TASK INSTRUCTIONS: Print out each entry below exactly, please.

[EXERCISE MATERIALS]

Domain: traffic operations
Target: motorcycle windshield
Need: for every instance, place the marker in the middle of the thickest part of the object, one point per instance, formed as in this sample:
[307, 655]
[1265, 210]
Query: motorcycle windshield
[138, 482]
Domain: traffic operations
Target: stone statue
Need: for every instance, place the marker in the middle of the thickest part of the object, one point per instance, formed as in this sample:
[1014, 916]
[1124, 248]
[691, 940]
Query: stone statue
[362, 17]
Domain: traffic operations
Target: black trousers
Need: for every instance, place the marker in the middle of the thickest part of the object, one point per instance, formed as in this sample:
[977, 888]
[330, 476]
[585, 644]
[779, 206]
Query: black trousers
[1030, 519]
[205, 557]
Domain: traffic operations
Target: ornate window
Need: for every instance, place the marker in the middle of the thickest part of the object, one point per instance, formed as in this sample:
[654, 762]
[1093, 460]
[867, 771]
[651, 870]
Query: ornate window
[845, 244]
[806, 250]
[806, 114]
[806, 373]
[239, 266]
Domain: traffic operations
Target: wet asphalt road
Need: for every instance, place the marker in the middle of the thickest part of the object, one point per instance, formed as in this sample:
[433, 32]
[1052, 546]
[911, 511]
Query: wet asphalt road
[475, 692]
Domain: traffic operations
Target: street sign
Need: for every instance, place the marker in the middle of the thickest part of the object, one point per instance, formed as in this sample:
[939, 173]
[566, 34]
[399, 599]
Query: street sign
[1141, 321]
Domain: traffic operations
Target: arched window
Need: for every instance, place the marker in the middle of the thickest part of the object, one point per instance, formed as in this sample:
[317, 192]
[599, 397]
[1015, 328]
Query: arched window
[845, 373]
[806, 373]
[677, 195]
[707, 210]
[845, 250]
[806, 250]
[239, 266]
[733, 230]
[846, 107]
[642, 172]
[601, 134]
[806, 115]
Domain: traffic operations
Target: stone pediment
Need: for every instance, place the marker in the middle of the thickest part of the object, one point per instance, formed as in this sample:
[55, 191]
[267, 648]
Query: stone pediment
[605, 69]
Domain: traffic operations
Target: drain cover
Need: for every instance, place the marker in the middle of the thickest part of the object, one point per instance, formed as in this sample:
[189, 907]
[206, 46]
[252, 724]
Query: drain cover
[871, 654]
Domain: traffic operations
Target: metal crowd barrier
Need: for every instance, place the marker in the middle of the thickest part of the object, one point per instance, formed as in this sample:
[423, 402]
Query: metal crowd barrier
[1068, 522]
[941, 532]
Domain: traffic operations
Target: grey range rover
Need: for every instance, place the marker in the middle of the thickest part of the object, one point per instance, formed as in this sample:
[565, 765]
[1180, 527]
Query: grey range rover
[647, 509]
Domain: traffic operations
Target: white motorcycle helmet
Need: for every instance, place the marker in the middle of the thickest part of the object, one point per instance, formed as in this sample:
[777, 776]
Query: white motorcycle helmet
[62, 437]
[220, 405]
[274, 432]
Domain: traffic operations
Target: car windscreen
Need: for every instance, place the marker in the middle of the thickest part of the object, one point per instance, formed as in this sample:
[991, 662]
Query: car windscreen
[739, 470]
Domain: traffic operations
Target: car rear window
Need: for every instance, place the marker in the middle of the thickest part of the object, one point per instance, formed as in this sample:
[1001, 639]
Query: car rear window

[/EXERCISE MATERIALS]

REPLY TO THE TASK:
Domain: traffic operations
Target: motorcycle windshield
Need: for every instance, place the marker in the middle of the thickest part of the object, one point per instance, formed as in this sample:
[307, 655]
[1265, 210]
Query: motorcycle windshield
[138, 482]
Domain: traffic operations
Target: stone statue
Need: for every instance, place the marker in the middle of the thickest part of the object, one point per instance, formed as in this sample:
[1014, 916]
[1124, 248]
[691, 940]
Query: stone statue
[362, 17]
Domain: traffic operations
Target: black trousers
Need: for every instance, place the marker in the middle of the thickest part of the object, one point per instance, formed as in this sample:
[977, 888]
[330, 476]
[585, 644]
[779, 206]
Query: black trousers
[1030, 519]
[205, 557]
Domain: traffic operations
Target: ornate window
Need: for every instance, place the marker in the middle of the thickest part of the object, one point per instance, formed as in this sample:
[654, 762]
[1093, 460]
[867, 771]
[651, 870]
Query: ornate window
[845, 244]
[806, 250]
[806, 114]
[806, 373]
[239, 266]
Domain: traffic operations
Target: wet asphalt road
Need: for every instance, place the marker in the middle of the thickest part of the object, one point per instance, formed as in this sample:
[433, 32]
[1052, 546]
[911, 511]
Query: wet asphalt road
[475, 692]
Domain: traffic operations
Target: street sign
Need: for every instance, place the marker in the middle of the thickest part of the object, one point per instance, formed as in this sample:
[939, 173]
[566, 34]
[399, 599]
Query: street sign
[1141, 321]
Domain: traffic operations
Target: arched window
Need: for every instance, place the marker in the middle of the thickest part of the object, one point per instance, formed as in this sample:
[317, 192]
[599, 397]
[1015, 328]
Query: arched window
[845, 373]
[806, 373]
[677, 195]
[707, 210]
[845, 250]
[806, 250]
[239, 266]
[733, 230]
[846, 107]
[642, 172]
[601, 134]
[806, 115]
Domain: traffic operations
Target: stone pediment
Need: for every instance, place the marker in the middle of the thickest part of the object, one point per instance, formed as in this sample:
[55, 191]
[267, 648]
Query: stone pediment
[605, 69]
Domain: traffic operations
Target: drain cover
Need: for every instance, place the marker in the middle of the thickest part of the object, one point per instance, formed as in this sample:
[189, 907]
[206, 46]
[252, 724]
Query: drain cover
[871, 654]
Domain: traffic operations
Target: metal crowd barrier
Need: for every instance, place the marker in the middle of the thickest part of the object, one point per instance, formed as in this sample:
[423, 402]
Query: metal crowd barrier
[1068, 522]
[941, 532]
Domain: traffic operations
Target: grey range rover
Need: for every instance, place the marker in the middle of the thickest part of the object, one point per instance, formed as in this sample:
[565, 765]
[1180, 527]
Query: grey range rover
[647, 509]
Domain: traffic operations
Target: white motorcycle helmet
Need: for every instance, place the marker in the middle of the thickest part of the object, one point per instance, formed as in this sample:
[777, 776]
Query: white motorcycle helmet
[62, 437]
[220, 405]
[274, 432]
Domain: traffic operations
Target: car windscreen
Need: for every instance, place the marker in the middle of the thickest part of the object, one point per instance, formed as in this sample:
[991, 662]
Query: car windscreen
[739, 470]
Domain: traffic operations
Target: car rear window
Need: for every instance, place the marker in the middle of the thickest part of the object, one point per instance, formed as in this sample:
[1001, 639]
Query: car rear window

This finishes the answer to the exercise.